• _GOAL_
Reproduce all of the records below, substituting "original annotator's" for every occurrence of "first annotator's" and changing nothing else. Omit the pictures from your answer.

• _PROVIDED ENTRIES_
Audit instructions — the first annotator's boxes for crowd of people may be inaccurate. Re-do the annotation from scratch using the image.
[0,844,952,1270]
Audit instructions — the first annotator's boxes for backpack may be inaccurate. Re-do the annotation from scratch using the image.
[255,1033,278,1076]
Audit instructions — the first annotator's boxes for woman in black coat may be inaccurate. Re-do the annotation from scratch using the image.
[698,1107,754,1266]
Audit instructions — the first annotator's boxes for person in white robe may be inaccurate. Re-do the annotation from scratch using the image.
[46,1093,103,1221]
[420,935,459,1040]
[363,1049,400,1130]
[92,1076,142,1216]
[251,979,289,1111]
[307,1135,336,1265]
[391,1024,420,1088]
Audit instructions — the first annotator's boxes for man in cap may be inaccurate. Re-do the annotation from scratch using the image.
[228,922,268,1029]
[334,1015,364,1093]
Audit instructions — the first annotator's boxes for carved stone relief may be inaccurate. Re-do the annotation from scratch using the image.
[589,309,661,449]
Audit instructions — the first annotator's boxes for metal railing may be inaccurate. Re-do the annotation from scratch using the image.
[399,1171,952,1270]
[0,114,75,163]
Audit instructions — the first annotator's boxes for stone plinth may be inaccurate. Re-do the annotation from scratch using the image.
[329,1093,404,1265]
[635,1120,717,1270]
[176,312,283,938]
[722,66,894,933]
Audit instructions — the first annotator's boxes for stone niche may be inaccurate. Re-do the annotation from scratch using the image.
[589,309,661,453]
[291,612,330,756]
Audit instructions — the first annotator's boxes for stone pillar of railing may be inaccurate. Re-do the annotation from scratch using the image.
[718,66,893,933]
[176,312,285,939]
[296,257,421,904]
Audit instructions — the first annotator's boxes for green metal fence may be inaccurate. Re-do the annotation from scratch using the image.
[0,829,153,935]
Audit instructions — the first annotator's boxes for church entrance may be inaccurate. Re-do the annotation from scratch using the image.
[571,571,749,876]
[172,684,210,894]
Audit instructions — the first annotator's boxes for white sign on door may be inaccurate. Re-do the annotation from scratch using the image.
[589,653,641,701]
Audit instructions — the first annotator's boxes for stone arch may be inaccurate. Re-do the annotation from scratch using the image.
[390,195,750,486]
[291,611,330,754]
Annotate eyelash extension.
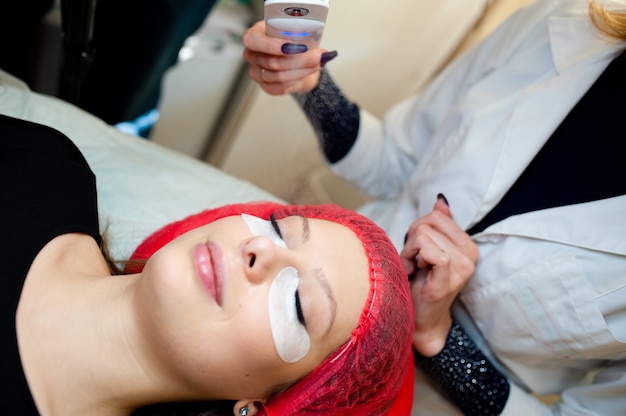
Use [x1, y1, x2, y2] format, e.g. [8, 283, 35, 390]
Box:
[296, 290, 306, 328]
[270, 214, 284, 240]
[270, 214, 306, 328]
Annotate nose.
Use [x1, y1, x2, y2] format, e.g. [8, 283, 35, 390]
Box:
[243, 236, 286, 283]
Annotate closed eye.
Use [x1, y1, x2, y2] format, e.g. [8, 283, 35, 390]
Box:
[270, 214, 284, 240]
[296, 290, 306, 328]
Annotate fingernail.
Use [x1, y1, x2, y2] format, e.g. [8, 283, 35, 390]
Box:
[280, 43, 309, 55]
[320, 51, 338, 66]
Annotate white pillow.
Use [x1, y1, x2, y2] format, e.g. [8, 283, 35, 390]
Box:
[0, 70, 282, 259]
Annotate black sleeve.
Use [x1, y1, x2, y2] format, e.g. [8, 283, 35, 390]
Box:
[413, 321, 510, 416]
[0, 115, 100, 416]
[293, 69, 360, 163]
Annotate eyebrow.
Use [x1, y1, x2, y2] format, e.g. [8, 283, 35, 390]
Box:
[313, 268, 337, 336]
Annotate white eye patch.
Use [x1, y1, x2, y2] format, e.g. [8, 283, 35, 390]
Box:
[241, 214, 311, 363]
[269, 267, 311, 363]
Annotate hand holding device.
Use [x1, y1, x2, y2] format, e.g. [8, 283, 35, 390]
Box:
[264, 0, 329, 49]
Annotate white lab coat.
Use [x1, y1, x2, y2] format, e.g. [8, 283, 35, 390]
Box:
[333, 0, 626, 416]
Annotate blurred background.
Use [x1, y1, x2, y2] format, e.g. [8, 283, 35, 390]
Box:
[26, 0, 529, 208]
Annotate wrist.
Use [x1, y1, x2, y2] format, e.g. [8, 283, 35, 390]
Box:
[413, 315, 452, 358]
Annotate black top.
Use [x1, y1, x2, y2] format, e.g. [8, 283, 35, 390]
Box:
[0, 115, 101, 416]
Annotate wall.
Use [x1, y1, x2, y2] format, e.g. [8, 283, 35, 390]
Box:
[206, 0, 489, 208]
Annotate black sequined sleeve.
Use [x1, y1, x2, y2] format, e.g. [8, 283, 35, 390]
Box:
[293, 70, 359, 163]
[413, 321, 510, 416]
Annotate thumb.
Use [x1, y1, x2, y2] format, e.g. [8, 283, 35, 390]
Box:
[433, 194, 452, 218]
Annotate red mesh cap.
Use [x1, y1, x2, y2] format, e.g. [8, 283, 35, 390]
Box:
[128, 202, 413, 416]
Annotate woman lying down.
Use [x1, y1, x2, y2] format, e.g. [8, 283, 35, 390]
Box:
[0, 115, 413, 416]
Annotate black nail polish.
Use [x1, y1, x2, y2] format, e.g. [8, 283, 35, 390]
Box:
[280, 43, 309, 55]
[320, 51, 338, 66]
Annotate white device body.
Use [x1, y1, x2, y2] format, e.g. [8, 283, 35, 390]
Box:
[264, 0, 329, 49]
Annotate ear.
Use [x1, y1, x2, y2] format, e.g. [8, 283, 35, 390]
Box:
[233, 399, 265, 416]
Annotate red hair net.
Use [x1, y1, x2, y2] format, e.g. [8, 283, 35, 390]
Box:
[127, 202, 413, 416]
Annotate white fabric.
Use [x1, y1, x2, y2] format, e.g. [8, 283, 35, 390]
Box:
[333, 0, 626, 416]
[0, 70, 279, 259]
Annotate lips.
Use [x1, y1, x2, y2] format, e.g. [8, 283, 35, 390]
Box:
[194, 242, 224, 306]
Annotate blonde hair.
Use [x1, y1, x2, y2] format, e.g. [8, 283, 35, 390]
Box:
[589, 0, 626, 40]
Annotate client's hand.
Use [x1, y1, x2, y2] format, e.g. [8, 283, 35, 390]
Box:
[243, 21, 325, 95]
[400, 197, 478, 357]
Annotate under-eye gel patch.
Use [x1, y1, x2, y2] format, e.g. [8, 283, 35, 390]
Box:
[241, 214, 287, 248]
[269, 267, 311, 363]
[241, 214, 311, 363]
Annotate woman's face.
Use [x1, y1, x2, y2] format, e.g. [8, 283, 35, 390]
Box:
[136, 214, 370, 400]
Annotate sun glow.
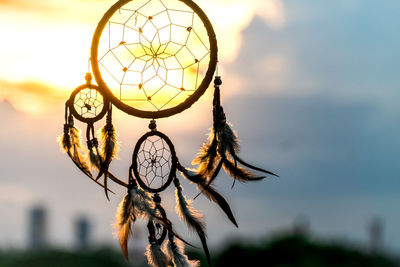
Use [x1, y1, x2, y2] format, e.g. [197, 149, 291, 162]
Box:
[97, 0, 210, 111]
[0, 0, 284, 117]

• _EXERCISE RESPONSE_
Audit instructions — the original annotator's boxes for crowd of people may be inaccurate. Re-do the annotation from scratch using the image.
[0,844,952,1270]
Audit instructions — the original annotator's boxes for backpack may be inaccurate. Re-do the annotation from scratch using the image.
[255,1033,278,1076]
Audit instructions — the original annotator's boxes for woman in black coat may be inaccurate. Re-do the annotation from scratch using the image.
[698,1107,754,1266]
Audit instructions — the original annotator's boxes for person in white robe may be inaccurate. Re-do the annotation from scratch using the image.
[46,1093,103,1221]
[420,935,459,1040]
[363,1049,400,1130]
[92,1076,142,1216]
[251,979,289,1111]
[307,1135,336,1265]
[391,1024,420,1088]
Audit instructions — the original annotator's boxes for man in cap may be inaccurate. Re-do the annotation from scratch using the image.
[228,922,268,1029]
[334,1015,364,1093]
Audit instructions — the original annotator's boxes for carved stone relief may be inaccurate. Re-do the annotation from scratch using the image.
[589,309,661,449]
Audit instructions — the original annotator's boxes for metal railing may be inaccurate. Re-do the annotation from scratch using the image.
[399,1171,952,1270]
[0,114,75,163]
Audit instructions — the original annotator's boxes for stone plinth may be inaccurate. Re-do the annotation from scratch using the image.
[329,1093,404,1265]
[635,1120,717,1270]
[176,312,283,938]
[722,66,894,933]
Audit instructions — the original annotator's boxes for stone niche may be inaccurate. Re-do the annotation from scratch using the image.
[589,309,661,453]
[291,612,330,756]
Audit instructions — the original annotator's boxes for stone pillar of railing may be inaccurate. Re-do the annotation from scratch using the image.
[718,66,893,933]
[176,312,285,939]
[296,257,421,904]
Audit instructions — the original annotator's boxes for green metal fence may be inaccurate. Re-do the annotation from scratch using the image.
[0,829,153,935]
Audit instructions — the original annotator's boxes for church entrance may be inaccurate. Re-do the annotation from scratch using the image.
[571,571,749,876]
[172,684,210,894]
Audit instructions — the original annotator's boxes for white sign on door may be inaccurate. Re-do the annotation from scratch using the image.
[589,653,641,701]
Audit instructions — the original annotator's boxes for stone arch may be inaccurate. Re-do the annotation from scratch using the image.
[390,195,750,486]
[291,611,330,754]
Annotate eyelash extension.
Use [x1, y1, x2, y2] format, e.g. [8, 283, 35, 390]
Box:
[296, 290, 306, 328]
[270, 214, 284, 240]
[270, 214, 306, 328]
Annotate nose.
Use [x1, y1, x2, y2] format, e.g. [8, 283, 35, 390]
Box:
[243, 236, 286, 283]
Annotate closed eye.
Use [x1, y1, x2, y2] format, e.g. [8, 283, 35, 390]
Box:
[270, 214, 284, 240]
[296, 290, 306, 328]
Annotate fingernail.
Use [x1, y1, x2, y2] format, e.g. [8, 283, 35, 390]
Box:
[280, 43, 309, 55]
[320, 51, 338, 66]
Annotate white pillow.
Use [x1, y1, x2, y2] format, e.g. [8, 283, 35, 390]
Box:
[0, 70, 282, 259]
Annotate black sleeve.
Use [x1, y1, x2, y2] format, e.g. [8, 283, 35, 390]
Box:
[413, 321, 510, 416]
[0, 115, 100, 416]
[293, 69, 360, 163]
Annotate eyebrow.
Use [x1, y1, x2, y2] format, e.g. [8, 283, 35, 390]
Box:
[313, 268, 337, 336]
Annotate white eye patch.
Use [x1, y1, x2, y2] format, e.g. [8, 283, 35, 390]
Box:
[241, 214, 311, 363]
[269, 267, 311, 363]
Annotate hand holding device.
Use [x1, y1, x2, y2] format, e.g. [8, 283, 35, 390]
Box:
[264, 0, 329, 49]
Annotate white lab coat.
Use [x1, y1, x2, y2] format, e.g. [8, 283, 35, 390]
Box:
[333, 0, 626, 416]
Annotate blurred background.
Use [x1, y1, x2, y2] format, e.g. [8, 283, 35, 390]
Box:
[26, 0, 529, 208]
Annotate wrist.
Use [x1, y1, x2, y2] format, e.g. [8, 283, 35, 390]
Box:
[413, 315, 452, 358]
Annotate black top.
Use [x1, y1, x2, y2] format, e.g. [8, 283, 35, 390]
Box:
[0, 115, 101, 416]
Annotate wall.
Use [x1, y1, x2, y2] format, e.g. [8, 283, 35, 390]
Box:
[206, 0, 489, 208]
Annotate black sequined sleeve.
Use [x1, y1, x2, y2] format, e.g. [8, 283, 35, 390]
Box:
[293, 70, 359, 163]
[413, 321, 510, 416]
Annotate thumb.
Use [x1, y1, x2, y2] format, e.g. [8, 283, 35, 390]
Box:
[433, 194, 452, 218]
Annotate red mesh cap.
Use [x1, y1, x2, y2] format, e.g. [8, 283, 35, 390]
Box:
[128, 202, 413, 416]
Annotate woman lying down.
Use [x1, y1, x2, y2] format, e.g. [8, 283, 35, 390]
Box:
[0, 115, 413, 416]
Annotate black nail polish.
Use [x1, y1, x2, y2] format, e.g. [8, 283, 35, 390]
Box:
[280, 43, 309, 55]
[320, 51, 338, 66]
Annotate white device body.
Use [x1, y1, x2, y2] format, e.g. [8, 283, 35, 390]
Box:
[264, 0, 329, 49]
Annotate ear.
Use [x1, y1, x2, y2] format, e.g. [8, 283, 35, 390]
Box:
[233, 399, 265, 416]
Annotate red hair net.
Use [x1, y1, x2, y2] format, e.g. [8, 283, 35, 390]
Box:
[127, 202, 413, 416]
Annotate white fabric.
Use [x1, y1, x2, y2] format, e.g. [8, 283, 35, 390]
Box:
[333, 0, 626, 416]
[0, 70, 279, 259]
Annotate lips.
Use [x1, y1, x2, y2] format, e.g. [8, 283, 35, 390]
Box:
[194, 242, 224, 306]
Annotate blonde hair.
Use [x1, y1, x2, y2] format, e.g. [8, 283, 35, 390]
Box:
[589, 0, 626, 40]
Annotate client's hand.
Use [x1, y1, x2, y2] format, e.g. [8, 283, 35, 390]
Box:
[243, 21, 325, 95]
[400, 197, 478, 357]
Annotate under-eye gel patch.
Use [x1, y1, x2, y2] format, e.g. [8, 283, 35, 390]
Box:
[241, 214, 287, 248]
[269, 267, 311, 363]
[241, 214, 311, 363]
Annotate woman's face.
Use [x1, y1, x2, y2] format, e.g. [8, 283, 35, 390]
Box:
[136, 214, 370, 400]
Annotate sun glow.
Use [x1, y1, x2, y2] format, e.g. [197, 149, 291, 162]
Box:
[97, 0, 210, 111]
[0, 0, 284, 117]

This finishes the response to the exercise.